### Opdracht 1
Zeg alsjeblieft bij elke bewering of ze klopt met het fragment over Jelle Nijdam: (a) Hij werd in Los Angeles zesde op de individuele achtervolging. (b) Hij haalde tien keer de finish in Parijs. (c) Hij droeg vijf dagen de gele trui. Antwoord steeds met ja of nee en citeer letterlijk de woorden uit het fragment die de doorslag geven.

### Fragment
Jelle Nijdam werd beroepsrenner na deelname aan de Olympische Spelen van 1984 te Los Angeles. Hier werd hij zesde op de individuele achtervolging en tiende op de ploegachtervolging. Eind jaren tachtig groeide hij uit tot een zeer succesvolle wielrenner, die bekend stond om zijn meedogenloze demarrage in de laatste kilometer. Hierdoor kreeg hij de bijnamen Snelle Jelle en Turbo Jelle.
Hij startte tien keer in de Tour de France en haalde acht keer de finish in Parijs. Bij de ploeg SuperConfex was hij de ultieme gangmaker voor sprinter Jean-Paul van Poppel.
Zelf droeg Jelle drie dagen de gele trui en won hij zes Touretappes. Hij was dertien jaar beroepsrenner en won meer dan honderd wedstrijden, waaronder klassiekers als de Amstel Gold Race, Parijs – Brussel, Parijs –Tours en twee keer de Ronde van Nederland. Kortom, Jelle Nijdam was een bijzonder goed coureur.
In 2008 werd hij mede-eigenaar van een hotel in Slenaken. Dat was voor ons tevens een reden om daar een klein weekje te verblijven en uitvoerig met hem te spreken.

### Brongegevens

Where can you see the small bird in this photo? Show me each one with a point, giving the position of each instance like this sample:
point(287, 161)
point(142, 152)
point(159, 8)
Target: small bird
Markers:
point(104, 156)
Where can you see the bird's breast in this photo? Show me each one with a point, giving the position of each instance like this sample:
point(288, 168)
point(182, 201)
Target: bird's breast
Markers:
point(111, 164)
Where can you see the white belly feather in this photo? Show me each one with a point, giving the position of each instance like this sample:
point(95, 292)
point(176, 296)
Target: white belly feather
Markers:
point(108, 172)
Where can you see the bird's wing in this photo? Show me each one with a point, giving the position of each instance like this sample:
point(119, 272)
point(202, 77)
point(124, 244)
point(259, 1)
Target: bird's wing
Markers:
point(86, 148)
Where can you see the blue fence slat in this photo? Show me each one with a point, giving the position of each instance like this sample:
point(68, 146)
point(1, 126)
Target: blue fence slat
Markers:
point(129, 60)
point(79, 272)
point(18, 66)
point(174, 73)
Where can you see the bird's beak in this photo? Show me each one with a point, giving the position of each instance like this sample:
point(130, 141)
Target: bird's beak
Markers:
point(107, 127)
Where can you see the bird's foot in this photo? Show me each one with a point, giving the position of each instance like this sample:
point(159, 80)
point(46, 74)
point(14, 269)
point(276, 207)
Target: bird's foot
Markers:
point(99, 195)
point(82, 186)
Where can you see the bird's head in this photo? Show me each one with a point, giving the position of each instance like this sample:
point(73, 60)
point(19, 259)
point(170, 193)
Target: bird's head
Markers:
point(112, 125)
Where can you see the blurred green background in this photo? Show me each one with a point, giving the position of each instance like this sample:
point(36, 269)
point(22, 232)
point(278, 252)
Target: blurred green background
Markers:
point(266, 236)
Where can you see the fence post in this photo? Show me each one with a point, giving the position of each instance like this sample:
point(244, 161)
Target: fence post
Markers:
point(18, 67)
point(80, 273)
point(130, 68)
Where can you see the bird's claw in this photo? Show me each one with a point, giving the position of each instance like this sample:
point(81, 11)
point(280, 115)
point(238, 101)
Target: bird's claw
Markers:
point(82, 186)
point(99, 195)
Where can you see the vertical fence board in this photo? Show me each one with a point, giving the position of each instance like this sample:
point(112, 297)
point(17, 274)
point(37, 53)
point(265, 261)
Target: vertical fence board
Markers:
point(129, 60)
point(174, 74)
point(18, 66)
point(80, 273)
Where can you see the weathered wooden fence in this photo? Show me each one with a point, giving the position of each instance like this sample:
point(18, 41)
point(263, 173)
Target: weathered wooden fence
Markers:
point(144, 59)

### Opdracht 2
Bewerk de lijst hierboven van het begin van de lijst tot en met de regel met "point(174, 73)": vervang "Markers" door "Points" en laat verder alles ongewijzigd. Geef alleen die regels terug.

### Verwacht antwoord 1
(a) Ja: "Hier werd hij zesde op de individuele achtervolging"
(b) Nee: "haalde acht keer de finish in Parijs"
(c) Nee: "Zelf droeg Jelle drie dagen de gele trui"

### Verwacht antwoord 2
Where can you see the small bird in this photo? Show me each one with a point, giving the position of each instance like this sample:
point(287, 161)
point(142, 152)
point(159, 8)
Target: small bird
Points:
point(104, 156)
Where can you see the bird's breast in this photo? Show me each one with a point, giving the position of each instance like this sample:
point(288, 168)
point(182, 201)
Target: bird's breast
Points:
point(111, 164)
Where can you see the white belly feather in this photo? Show me each one with a point, giving the position of each instance like this sample:
point(95, 292)
point(176, 296)
Target: white belly feather
Points:
point(108, 172)
Where can you see the bird's wing in this photo? Show me each one with a point, giving the position of each instance like this sample:
point(119, 272)
point(202, 77)
point(124, 244)
point(259, 1)
Target: bird's wing
Points:
point(86, 148)
Where can you see the blue fence slat in this photo? Show me each one with a point, giving the position of each instance like this sample:
point(68, 146)
point(1, 126)
Target: blue fence slat
Points:
point(129, 60)
point(79, 272)
point(18, 66)
point(174, 73)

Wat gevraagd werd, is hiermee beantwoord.